GIVEN PASSAGE -
_ _ _ _

“The horse does not eat cucumber salad.” This was one of the nonsense messages Philipp Reis—one of the pioneers in speech transmission—used to demonstrate the capabilities of his “Telephone” apparatus in the 1860s. The message was most likely hardly audible at the other end, yet the technology evolved and became a modern standard of communication.
Today, telephony in its latest incarnation as Voice over IP (VoIP) has become so ubiquitous that individual consumers and enterprises alike expect consistent and excellent availability and voice quality every time they make a call. Therefore, call quality in its broadest sense— encompassing continuous service, audio fidelity, lack of dropped or one-way calls, etc.—is a vital competitive advantage for service providers. In a crowded marketplace, consumers will always find another provider to use.
However, delivering a high-quality voice service with each and every call is a challenge, and service providers have to deal with a variety of issues:
- Struggling with a lack of accurate data on the user experience. By only analyzing call signaling, not the media transport performance, providers lack information on 98% of the VoIP traffic thereby missing valuable data on in-call quality.
- Difficulty obtaining data that is really actionable to help improve the network and service quality.
- Failure to link problems with individual calls directly to their root cause. Many struggle to distinguish between issues created by the network and those created by end devices.
- Trying to improve operational efficiency by reducing the time and expertise to resolve common but tough issues such as dropped calls and silent calls, just to name a few.
- Inability to verify that interconnection partners meet service level agreements (SLAs). This means communication service providers (CSPs) that receive bad traffic from an interconnection partner are often held responsible by the end-user when the fault lies elsewhere.
- Facing challenges related to voice services delivered by different providers using one IP infrastructure, complicating the process of identifying faults and root causes.
- Struggling to leverage cloud benefits without reducing network visibility and compromising user experience.
To help overcome these and other challenges, we compiled a list of seven best practices for voice monitoring that all service providers could benefit from. Whether it’s mobile networks, fixed networks, wholesale networks, or call centers, every operator wants to be in the business of delivering excellent call quality.
The secret to delivering superb voice services lies in effective and actionable voice monitoring.
You can’t find solutions without visibility into the problems in the network. Let’s review some best practices to achieve such superb voice quality monitoring:
1. Divide and Conquer: Using Passive Monitoring to Segment Your Network
VoIP calls traverse multiple network elements transferring data back and forth between the calling and receiving parties. The network path between the two parties typically includes a range of components, including:
- Physical links
- Routers and switches
- Session border controllers (SBCs)

_ _ _ _

DATA -
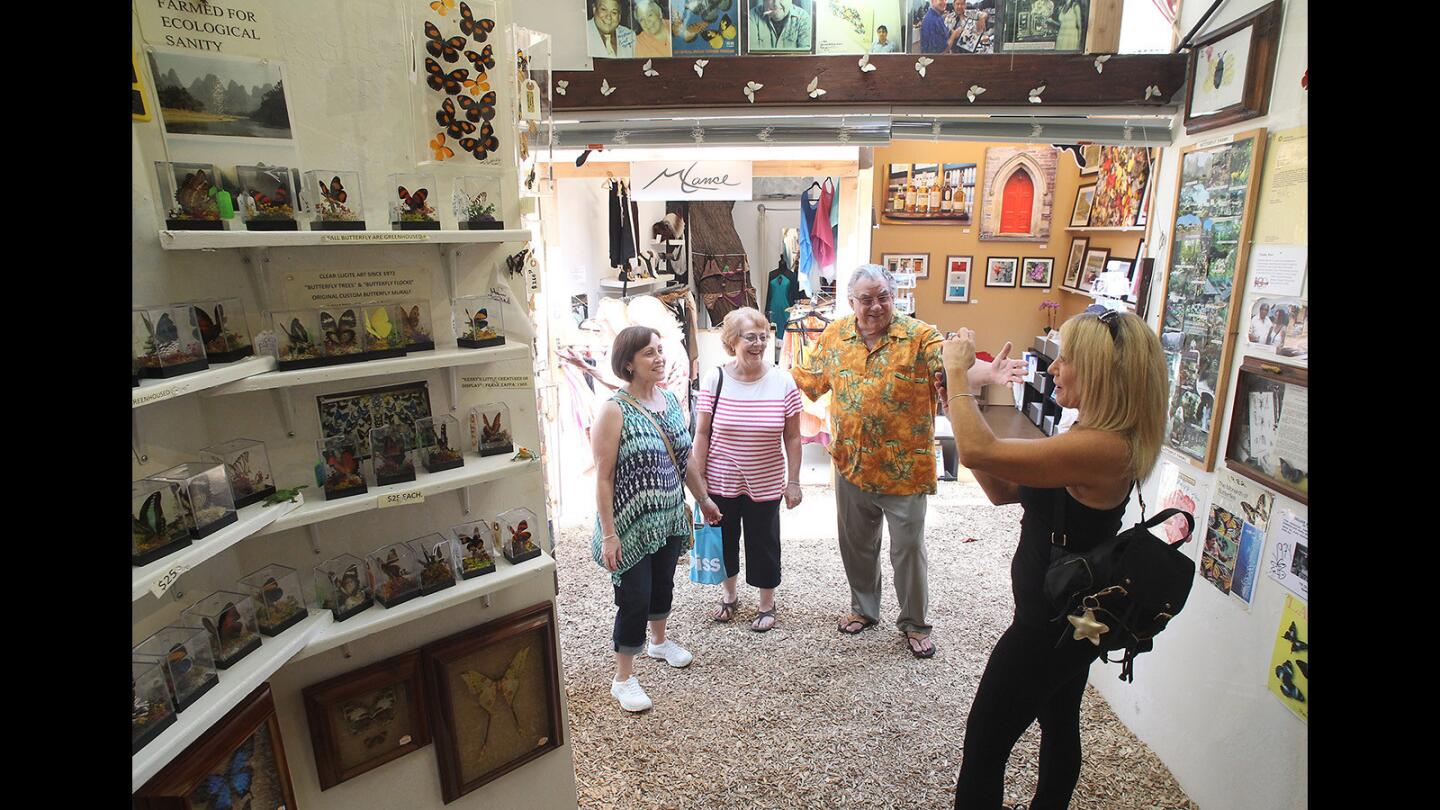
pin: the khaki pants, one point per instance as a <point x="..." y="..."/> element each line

_ _ _ _

PROBLEM DETAILS - Write the next part of the VoIP monitoring text, picking up right after its final line. The data above stand apart from the VoIP monitoring text and are not connected to it.

EXPECTED ANSWER -
- Media gateways (MGWs)
Any of these network elements can potentially create an issue that degrades service quality, impacting the end-user experience.
The only way to determine which network elements are causing service degradation is to segment the network into smaller parts. A great real-world example of using a divide-and-conquer approach to solving a problem is when we need to look for something that we’ve lost around the house. Instead of trying to search the entire house, we can divide the problem into smaller parts by looking at each room separately.
Without network segmentation, all you know is the sum of every component along the network path adds up to the poor user experience. With probes positioned at different points along the path, you can determine which elements really have a negative impact on user experience.
Modern voice monitoring probes allow you to monitor call streams and signaling messages at different points in the network. You can analyze the signaling through the network and track call-quality metrics associated with the RTP stream, spotting problematic elements and isolating issues that need fixing.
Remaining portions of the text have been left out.